_Document section_
•••
WO1998022998A1

WO1998022998A1 - Electron beam pumped semiconductor laser screen and method of forming

Info

Publication number: WO1998022998A1
Application number: PCT/US1997/021241
Authority: WO
Inventors: Robert Rex Rice; Neil Francis Ruggieri; John Stanley Whiteley
Original assignee: Mcdonnell Douglas
Priority date: 1996-11-19
Filing date: 1997-11-18
Publication date: 1998-05-28
Also published as: AU7304198A

Abstract

A method for creating an electron beam pumped semiconductor laser screen (30) requires growing epitaxially an etch stop layer (10) on a gallium arsenide (GaAs) substrate (12). Next a gain region (14) is grown epitaxially on the etch stop layer (10). An output mirror (16) is then formed over the gain region (14). The output mirror (16) is bonded to a transparent support structure (20). Then the gallium arsenide substrate (12) is etched. The etch stop layer (10) is then etched. Finally, a back side mirror (24) is formed on the gain region (14), where the etch stop layer (16) was located.

Description

ELECTRON BEAM PUMPED SEMICONDUCTOR LASER SCREEN AND

METHOD OF FORMING

Field of the Invention

The present invention relates generally to the field of lasers and more particularly to an electron beam pumped semiconductor laser screen and method of producing the electron beam pumped semiconductor laser screen.

Background of the Invention

Electron Beam pumped Semiconductor Lasers (EBSL) are semiconductor lasers that use an electron beam instead of an electrical current to create a population inversion in the semiconductor laser. A typical EBSL contains a cathode ray tube that generates and accelerates electrons at a screen. The screen is a semiconductor material system similar to standard laser diodes. EBSLs have a wide variety of potential applications including; projection displays systems, environmental monitoring and high power lasers. Present EBSLs operating in the visible spectrum are made with laser screens using II-VI (i.e., materials from column 2 & 6 of the periodic table) bulk single crystal semiconductors. Bulk single crystal semiconductors as used herein means thick film crystals that are sliced form a larger piece of the same homogenous material. These EBSLs suffer from low reliability, high anode voltages (high electron beam energies) , poor uniformity of color and intensity and require cryogenic cooling.
•••
[Raw records]
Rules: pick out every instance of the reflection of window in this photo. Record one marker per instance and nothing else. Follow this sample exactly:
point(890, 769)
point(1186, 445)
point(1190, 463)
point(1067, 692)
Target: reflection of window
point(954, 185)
•••
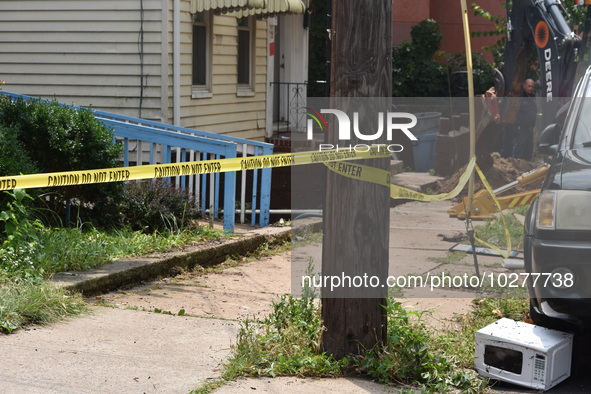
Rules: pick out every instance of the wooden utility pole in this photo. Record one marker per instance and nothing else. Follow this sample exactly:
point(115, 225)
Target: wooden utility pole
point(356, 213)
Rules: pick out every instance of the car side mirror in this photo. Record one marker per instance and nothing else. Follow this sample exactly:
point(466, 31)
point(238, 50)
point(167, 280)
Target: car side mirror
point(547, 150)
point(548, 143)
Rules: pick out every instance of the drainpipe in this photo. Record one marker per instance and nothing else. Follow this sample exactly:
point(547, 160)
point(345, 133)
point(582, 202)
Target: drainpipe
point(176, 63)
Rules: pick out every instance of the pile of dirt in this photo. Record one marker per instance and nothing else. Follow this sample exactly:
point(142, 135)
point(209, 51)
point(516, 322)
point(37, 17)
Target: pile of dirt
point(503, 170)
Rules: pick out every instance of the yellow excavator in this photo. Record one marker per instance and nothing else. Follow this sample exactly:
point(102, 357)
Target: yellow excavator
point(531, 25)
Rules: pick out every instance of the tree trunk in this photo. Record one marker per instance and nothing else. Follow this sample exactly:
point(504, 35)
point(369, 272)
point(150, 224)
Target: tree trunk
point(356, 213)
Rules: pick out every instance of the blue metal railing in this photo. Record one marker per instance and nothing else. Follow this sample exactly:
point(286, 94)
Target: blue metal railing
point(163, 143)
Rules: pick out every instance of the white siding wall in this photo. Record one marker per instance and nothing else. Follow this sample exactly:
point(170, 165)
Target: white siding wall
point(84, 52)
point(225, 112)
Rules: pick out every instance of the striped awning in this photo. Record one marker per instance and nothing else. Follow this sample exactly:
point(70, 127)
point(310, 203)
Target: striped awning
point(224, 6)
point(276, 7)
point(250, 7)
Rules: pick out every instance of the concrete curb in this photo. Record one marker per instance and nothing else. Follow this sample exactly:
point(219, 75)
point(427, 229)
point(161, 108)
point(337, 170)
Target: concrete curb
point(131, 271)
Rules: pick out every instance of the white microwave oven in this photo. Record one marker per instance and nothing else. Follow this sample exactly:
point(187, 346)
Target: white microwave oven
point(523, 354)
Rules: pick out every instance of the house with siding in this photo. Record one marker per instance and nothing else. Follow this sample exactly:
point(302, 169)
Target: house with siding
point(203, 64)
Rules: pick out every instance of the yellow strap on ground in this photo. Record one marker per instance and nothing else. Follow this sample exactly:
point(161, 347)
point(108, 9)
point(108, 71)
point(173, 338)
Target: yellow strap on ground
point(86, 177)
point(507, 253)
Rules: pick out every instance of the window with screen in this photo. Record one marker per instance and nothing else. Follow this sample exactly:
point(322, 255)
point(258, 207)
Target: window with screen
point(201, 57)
•••
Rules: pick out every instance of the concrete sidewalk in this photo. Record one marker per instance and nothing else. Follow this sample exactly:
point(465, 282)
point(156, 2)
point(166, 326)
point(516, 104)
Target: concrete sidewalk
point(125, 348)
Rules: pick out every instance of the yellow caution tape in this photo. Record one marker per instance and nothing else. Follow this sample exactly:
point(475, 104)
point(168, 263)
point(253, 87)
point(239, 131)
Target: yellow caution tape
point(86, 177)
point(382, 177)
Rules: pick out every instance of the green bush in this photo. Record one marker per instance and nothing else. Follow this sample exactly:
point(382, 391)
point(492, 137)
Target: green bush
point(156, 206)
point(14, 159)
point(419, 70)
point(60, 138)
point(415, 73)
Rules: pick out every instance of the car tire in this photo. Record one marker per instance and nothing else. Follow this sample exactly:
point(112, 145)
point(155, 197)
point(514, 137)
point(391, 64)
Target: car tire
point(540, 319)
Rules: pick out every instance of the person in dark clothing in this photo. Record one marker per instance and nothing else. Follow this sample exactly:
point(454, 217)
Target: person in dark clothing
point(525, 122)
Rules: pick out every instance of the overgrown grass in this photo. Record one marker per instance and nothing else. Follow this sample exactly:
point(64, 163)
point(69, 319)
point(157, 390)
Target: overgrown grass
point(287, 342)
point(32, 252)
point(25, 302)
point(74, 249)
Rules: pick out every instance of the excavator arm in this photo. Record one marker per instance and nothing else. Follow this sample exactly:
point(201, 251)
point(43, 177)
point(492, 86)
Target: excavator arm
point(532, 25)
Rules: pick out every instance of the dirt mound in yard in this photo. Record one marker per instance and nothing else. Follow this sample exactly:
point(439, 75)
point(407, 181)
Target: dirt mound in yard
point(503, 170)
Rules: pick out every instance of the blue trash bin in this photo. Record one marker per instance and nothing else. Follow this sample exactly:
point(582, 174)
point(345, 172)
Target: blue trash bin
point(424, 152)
•••
_What is needed_
Copy everything from "Field of the" down to "semiconductor laser screen." in the laser screen patent, swapping "screen" for "panel".

_Exercise result_
Field of the Invention

The present invention relates generally to the field of lasers and more particularly to an electron beam pumped semiconductor laser panel and method of producing the electron beam pumped semiconductor laser panel.